■ CONSIGNE A ■
Recopiez le passage de l'article sur la demande d'asile situé entre « C'est bien autour » et « avec ce statut. », ces deux segments inclus.
■ CONSIGNE B ■
D'après l'article sur la demande d'asile, combien de réfugiés sont arrivés à Munich le samedi 12 septembre ?
■ CONSIGNE C ■
Énumérez tous les pays que l'article sur la demande d'asile cite, chiffres à l'appui, comme destinations des Syriens enregistrés comme réfugiés en Europe durant le premier trimestre 2015.

■ EXTRAIT DE PAGE ■
===
La France déchue de son statut de terre d’accueil

Chaque homme a deux patries. La sienne et la France. " Flatteuse, la citation de Thomas Jefferson mériterait pourtant de se terminer autrement. L'actuelle crise migratoire montre que l'Allemagne a supplanté la France, devenant la destination de prédilection des demandeurs d'asile venus en Europe.

Lundi 7  septembre, le chef de l'Etat rappelait que 60 000 migrants demanderont en  2015 la protection de la France. Quelques jours plus tôt, l'Allemagne avait annoncé qu'elle étudierait 800 000 dossiers cette année. Soit treize fois plus.

Ce décrochage massif est un phénomène récent puisque " avant 2012, la demande d'asile en France était légèrement supérieure à celle enregistrée par l'Allemagne ", rappelle Gérard Sadik, spécialiste du dossier pour la Cimade. Cette année-là, en effet, l'Allemagne détrône la France et devient le pays le plus demandé en Europe. C'est aussi à cette époque que les Syriens arrivent plus massivement en Europe. " Outre-Rhin, le nombre de demandes commence à flamber à l'été et le seuil des 10 000 nouveaux dossiers déposés chaque mois est pour la première fois franchi. La France, elle, continue sur la même traîne, passant juste le cap des 5 000 demandes ", observe M. Sadik. Un ordre de grandeur qui reste vrai aujourd'hui, alors que les demandes ont continué à s'emballer en Allemagne pour dépasser les 30 000 par mois.

Samedi 12  septembre, quelque 9 000 réfugiés sont arrivés à Munich. Un record que Pierre Henry, le directeur de France Terre d'Asile, explique par la décision, rendue cet été, de la chancelière Angela Merkel de mettre entre parenthèses l'application des accords de Dublin 2 obligeant à renvoyer les demandeurs dans le premier pays d'Europe qu'ils ont foulé, c'est-à-dire majoritairement la Grèce et l'Italie. En jugeant injuste la charge imposée à ces deux pays, elle a rendu son pays plus attractif.

L'Allemagne distance la France

C'est bien autour de la question syrienne que l'Allemagne a distancé la France. Or, très vite, cette nationalité a constitué le gros des arrivées. De janvier à mai, les Syriens ont déposé un cinquième des dossiers examinés par les pays de l'Union européenne. Sur les 30 000 enregistrés comme réfugiés en Europe durant le premier trimestre 2015, plus du tiers (13 850) a opté pour l'Allemagne. Puis viennent la Suède (3 205), les Pays-Bas (2 800), le Danemark (2 025) et la Bulgarie (1 040). La France existe à peine pour cette population. En  2014, ils étaient seulement 2 072 à s'y installer avec ce statut.
===
[Entrées relatives à la localisation d'objets nommés]
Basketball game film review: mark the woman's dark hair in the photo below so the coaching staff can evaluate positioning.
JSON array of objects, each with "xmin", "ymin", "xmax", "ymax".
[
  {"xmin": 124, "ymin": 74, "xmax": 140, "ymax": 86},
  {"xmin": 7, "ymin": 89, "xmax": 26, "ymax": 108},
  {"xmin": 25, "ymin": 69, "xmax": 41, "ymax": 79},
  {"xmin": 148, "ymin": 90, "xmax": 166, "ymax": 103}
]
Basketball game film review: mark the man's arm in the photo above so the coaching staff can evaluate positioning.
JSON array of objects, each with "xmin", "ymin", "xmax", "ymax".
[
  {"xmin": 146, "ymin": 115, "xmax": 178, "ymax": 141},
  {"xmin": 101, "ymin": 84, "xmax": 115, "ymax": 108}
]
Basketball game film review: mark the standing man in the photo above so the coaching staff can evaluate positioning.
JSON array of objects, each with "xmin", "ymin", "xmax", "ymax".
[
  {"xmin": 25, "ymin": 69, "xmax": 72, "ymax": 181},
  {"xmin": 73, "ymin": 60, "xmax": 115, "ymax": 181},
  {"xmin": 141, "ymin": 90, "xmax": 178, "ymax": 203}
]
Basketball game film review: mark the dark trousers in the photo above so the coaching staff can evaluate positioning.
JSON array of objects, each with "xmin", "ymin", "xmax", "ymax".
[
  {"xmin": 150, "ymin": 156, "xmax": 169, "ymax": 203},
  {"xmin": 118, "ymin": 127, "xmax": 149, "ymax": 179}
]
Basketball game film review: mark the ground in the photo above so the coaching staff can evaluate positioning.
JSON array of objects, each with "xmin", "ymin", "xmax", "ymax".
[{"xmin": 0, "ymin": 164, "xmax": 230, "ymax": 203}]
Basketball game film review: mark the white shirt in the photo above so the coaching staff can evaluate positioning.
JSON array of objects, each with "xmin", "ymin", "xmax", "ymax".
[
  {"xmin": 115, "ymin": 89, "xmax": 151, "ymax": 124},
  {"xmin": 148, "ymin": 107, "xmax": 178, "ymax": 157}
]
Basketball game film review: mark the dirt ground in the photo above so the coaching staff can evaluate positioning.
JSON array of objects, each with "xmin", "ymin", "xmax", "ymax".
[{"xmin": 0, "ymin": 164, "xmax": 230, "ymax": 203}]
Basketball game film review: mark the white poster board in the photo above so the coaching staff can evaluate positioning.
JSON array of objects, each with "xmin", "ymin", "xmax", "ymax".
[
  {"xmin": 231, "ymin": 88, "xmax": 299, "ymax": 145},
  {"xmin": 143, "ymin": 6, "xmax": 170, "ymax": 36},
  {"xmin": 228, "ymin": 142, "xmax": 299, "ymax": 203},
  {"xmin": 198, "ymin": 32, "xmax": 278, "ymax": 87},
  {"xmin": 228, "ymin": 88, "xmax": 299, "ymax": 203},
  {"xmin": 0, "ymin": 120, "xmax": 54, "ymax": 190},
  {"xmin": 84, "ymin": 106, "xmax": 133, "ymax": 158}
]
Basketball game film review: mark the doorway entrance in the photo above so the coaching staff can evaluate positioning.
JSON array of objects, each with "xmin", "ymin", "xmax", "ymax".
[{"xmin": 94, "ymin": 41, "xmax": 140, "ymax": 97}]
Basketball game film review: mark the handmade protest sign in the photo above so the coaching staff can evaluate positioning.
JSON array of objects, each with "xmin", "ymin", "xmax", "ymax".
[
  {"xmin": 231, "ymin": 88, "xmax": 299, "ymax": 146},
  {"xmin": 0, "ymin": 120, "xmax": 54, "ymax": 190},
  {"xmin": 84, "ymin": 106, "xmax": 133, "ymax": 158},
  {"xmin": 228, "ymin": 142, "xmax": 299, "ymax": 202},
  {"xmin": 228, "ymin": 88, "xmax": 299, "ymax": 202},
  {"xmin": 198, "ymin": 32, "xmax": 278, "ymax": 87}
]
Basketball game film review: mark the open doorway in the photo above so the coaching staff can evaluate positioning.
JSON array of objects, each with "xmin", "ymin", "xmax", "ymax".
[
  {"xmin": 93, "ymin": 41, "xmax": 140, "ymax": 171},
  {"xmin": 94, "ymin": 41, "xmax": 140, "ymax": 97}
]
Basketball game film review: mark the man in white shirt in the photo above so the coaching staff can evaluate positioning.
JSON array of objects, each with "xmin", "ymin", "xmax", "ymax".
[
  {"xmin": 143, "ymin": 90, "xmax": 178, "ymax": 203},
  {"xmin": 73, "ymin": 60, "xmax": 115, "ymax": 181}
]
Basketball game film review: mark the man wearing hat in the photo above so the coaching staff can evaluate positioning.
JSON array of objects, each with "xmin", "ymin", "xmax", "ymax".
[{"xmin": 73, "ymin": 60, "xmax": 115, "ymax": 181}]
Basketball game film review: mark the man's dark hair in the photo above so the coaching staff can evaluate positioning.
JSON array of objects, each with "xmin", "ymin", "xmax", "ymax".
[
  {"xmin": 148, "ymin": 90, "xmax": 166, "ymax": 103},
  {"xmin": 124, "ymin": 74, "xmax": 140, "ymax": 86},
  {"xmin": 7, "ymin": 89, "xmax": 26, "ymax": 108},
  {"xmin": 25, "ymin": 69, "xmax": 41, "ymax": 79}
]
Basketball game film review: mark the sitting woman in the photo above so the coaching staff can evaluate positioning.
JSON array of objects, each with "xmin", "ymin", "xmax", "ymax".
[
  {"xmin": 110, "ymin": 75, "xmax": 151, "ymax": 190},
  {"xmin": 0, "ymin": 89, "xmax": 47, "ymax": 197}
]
===
■ RÉPONSE A ■
C'est bien autour de la question syrienne que l'Allemagne a distancé la France. Or, très vite, cette nationalité a constitué le gros des arrivées. De janvier à mai, les Syriens ont déposé un cinquième des dossiers examinés par les pays de l'Union européenne. Sur les 30 000 enregistrés comme réfugiés en Europe durant le premier trimestre 2015, plus du tiers (13 850) a opté pour l'Allemagne. Puis viennent la Suède (3 205), les Pays-Bas (2 800), le Danemark (2 025) et la Bulgarie (1 040). La France existe à peine pour cette population. En  2014, ils étaient seulement 2 072 à s'y installer avec ce statut.

■ RÉPONSE B ■
Quelque 9 000 réfugiés.

■ RÉPONSE C ■
L'Allemagne, la Suède, les Pays-Bas, le Danemark et la Bulgarie.